Exercise objective
List every passage that appears inside quotation marks in the text on the court's PBM pricing ruling below.

Text section
....
The court rejected the plaintiffs’ argument that the PBM’s ability to set pricing pursuant to its own interpretation of “competitive benchmark pricing” amounted to discretion over pricing, concluding that the PBM was only executing the PBM agreement’s pricing scheme.

Tyrone’s Commentary:

Why do plan sponsors continue to have their hats handed to them by non-fiduciary PBMs? For starters, your approach is wrong! The court wrote and I quote, “the PBM was only executing the PBM agreement’s pricing scheme.” In layman’s terms, the court is saying it is a lack of education which allows these pricing schemes to prevail and it [court] will not bail you out for being uneducated. In response to Ohio’s new approach to managing drug costs, Ohio’s Medicaid Director, Maureen Corcoran, recently said, “Have we saved the state money? That wasn’t the point. The point was transparency and so that we could continue to work on necessary changes in an educated way.” Transparency starts with the contract language folks not price quotes. Win radical transparency first then lower prices follow. Ohio finally gets this do you? Here is my final point. The best driver of lowest net cost is being a highly educated purchaser of PBM servicesPurchasers need to understand not only what they want to achieve in their relationship with their PBM but also the competitive market and their ability to drive disclosure of details on services important to them. 

Similarly, the court rejected the plaintiffs’ argument that the PBM’s ability to maximize the spread between the prices it paid and the amounts it billed to insurance companies and insureds made it a fiduciary, again noting that the PBM agreement contemplated such activity and did not require the PBM to pass on savings to participants.
....
Source data
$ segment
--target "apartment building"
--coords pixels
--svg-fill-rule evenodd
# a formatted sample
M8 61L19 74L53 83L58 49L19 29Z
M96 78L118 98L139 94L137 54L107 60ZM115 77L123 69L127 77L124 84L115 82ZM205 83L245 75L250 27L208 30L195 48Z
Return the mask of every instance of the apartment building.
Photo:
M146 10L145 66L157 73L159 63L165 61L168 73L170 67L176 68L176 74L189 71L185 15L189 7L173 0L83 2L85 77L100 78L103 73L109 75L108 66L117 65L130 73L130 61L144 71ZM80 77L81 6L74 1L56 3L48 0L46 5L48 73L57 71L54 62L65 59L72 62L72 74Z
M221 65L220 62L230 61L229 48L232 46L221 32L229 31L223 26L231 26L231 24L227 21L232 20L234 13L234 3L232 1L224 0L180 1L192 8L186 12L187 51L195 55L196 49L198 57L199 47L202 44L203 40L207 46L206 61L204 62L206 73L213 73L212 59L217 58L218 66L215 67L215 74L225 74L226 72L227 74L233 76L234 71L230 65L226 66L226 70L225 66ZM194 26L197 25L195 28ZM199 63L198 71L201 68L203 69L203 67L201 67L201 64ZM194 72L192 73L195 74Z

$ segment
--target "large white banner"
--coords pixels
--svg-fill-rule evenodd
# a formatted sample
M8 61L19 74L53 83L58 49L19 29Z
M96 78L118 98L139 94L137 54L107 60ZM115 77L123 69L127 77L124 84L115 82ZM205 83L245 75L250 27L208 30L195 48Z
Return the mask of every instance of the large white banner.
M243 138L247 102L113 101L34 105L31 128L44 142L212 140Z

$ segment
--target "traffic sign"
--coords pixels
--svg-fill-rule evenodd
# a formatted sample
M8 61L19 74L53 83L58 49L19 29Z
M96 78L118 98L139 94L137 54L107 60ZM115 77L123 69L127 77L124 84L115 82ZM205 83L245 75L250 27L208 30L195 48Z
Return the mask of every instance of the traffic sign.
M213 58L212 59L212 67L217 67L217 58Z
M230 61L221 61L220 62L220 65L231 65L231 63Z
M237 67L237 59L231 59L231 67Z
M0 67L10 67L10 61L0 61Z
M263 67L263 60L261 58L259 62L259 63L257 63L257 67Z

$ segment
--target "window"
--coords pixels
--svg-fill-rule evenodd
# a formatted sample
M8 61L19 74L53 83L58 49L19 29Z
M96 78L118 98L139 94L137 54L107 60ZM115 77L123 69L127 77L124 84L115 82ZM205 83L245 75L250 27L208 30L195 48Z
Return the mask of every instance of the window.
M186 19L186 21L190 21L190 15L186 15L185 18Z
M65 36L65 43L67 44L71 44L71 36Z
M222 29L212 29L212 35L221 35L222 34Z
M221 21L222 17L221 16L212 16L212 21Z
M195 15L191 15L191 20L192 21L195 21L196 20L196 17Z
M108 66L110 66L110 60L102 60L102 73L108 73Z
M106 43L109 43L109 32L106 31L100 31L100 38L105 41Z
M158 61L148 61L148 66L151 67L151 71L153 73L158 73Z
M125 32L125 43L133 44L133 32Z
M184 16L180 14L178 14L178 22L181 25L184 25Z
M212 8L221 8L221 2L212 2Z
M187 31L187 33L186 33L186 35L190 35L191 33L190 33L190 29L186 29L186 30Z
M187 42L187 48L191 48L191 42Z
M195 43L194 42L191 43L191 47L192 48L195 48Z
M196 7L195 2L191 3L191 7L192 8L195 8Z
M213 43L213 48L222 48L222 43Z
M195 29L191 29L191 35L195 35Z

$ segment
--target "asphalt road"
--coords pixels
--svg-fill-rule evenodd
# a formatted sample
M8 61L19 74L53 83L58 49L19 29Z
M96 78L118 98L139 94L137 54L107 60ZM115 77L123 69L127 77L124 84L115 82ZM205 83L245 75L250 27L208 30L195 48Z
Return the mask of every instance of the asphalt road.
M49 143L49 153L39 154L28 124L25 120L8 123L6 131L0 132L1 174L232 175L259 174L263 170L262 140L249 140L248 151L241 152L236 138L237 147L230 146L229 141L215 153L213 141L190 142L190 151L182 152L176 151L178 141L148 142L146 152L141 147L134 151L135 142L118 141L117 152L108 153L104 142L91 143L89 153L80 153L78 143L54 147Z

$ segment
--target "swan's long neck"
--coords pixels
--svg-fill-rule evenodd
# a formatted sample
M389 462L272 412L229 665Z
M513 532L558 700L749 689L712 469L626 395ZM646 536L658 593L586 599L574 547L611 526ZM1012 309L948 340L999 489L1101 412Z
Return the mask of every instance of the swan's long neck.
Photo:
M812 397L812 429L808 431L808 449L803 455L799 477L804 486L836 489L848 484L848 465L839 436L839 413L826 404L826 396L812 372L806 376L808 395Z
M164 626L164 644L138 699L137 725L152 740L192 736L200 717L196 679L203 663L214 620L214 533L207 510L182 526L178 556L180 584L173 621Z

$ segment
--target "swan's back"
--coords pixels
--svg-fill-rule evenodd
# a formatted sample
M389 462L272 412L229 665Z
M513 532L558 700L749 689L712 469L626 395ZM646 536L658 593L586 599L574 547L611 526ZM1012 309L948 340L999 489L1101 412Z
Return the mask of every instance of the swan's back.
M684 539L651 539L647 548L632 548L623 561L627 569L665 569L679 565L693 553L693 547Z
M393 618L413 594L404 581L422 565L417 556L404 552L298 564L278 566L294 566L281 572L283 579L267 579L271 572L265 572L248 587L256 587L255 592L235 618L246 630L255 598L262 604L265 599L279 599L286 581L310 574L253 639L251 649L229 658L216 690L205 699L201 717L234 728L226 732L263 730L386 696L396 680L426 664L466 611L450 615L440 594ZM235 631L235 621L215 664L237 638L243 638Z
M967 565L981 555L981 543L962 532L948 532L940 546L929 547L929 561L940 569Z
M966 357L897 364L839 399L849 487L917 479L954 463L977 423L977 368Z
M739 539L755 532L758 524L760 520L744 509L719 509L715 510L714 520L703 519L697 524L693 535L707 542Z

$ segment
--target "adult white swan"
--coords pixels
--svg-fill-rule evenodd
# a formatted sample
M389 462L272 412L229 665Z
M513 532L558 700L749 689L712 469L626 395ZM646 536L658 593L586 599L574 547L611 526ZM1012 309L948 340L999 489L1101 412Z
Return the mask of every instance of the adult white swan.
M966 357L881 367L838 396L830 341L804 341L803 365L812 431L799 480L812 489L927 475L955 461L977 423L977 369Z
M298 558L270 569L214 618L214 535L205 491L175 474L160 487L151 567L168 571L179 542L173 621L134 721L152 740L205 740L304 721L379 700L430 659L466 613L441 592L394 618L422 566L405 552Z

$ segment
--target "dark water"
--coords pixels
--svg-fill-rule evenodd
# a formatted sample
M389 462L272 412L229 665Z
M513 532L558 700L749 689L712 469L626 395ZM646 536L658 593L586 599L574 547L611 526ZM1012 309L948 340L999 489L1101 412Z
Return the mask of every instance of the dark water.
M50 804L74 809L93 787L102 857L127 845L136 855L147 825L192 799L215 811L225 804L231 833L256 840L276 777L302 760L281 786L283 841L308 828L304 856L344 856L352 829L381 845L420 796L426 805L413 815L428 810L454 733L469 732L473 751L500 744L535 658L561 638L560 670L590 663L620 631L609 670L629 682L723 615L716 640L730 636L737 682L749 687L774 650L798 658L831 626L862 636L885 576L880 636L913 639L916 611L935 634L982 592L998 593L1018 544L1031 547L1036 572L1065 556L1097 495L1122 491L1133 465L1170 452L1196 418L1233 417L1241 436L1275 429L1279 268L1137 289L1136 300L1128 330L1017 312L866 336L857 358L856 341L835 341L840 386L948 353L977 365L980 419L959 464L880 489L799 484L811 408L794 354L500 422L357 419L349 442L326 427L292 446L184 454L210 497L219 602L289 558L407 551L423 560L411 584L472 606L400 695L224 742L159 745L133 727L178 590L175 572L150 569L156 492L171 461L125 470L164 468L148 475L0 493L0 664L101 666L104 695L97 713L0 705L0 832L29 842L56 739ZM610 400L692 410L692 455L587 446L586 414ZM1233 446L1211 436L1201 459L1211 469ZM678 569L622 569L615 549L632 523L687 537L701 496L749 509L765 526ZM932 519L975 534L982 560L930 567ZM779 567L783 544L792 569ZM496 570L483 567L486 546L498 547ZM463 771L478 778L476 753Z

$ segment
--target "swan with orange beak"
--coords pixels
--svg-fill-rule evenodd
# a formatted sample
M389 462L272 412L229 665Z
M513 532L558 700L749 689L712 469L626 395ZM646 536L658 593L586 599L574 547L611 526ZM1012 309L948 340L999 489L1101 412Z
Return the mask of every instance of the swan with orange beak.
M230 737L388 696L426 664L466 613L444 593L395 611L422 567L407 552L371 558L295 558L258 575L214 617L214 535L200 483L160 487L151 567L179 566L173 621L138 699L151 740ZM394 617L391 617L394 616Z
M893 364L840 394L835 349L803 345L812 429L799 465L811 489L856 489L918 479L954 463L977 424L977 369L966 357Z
....
Solution
- "competitive benchmark pricing"
- "the PBM was only executing the PBM agreement's pricing scheme."
- "Have we saved the state money? That wasn't the point. The point was transparency and so that we could continue to work on necessary changes in an educated way."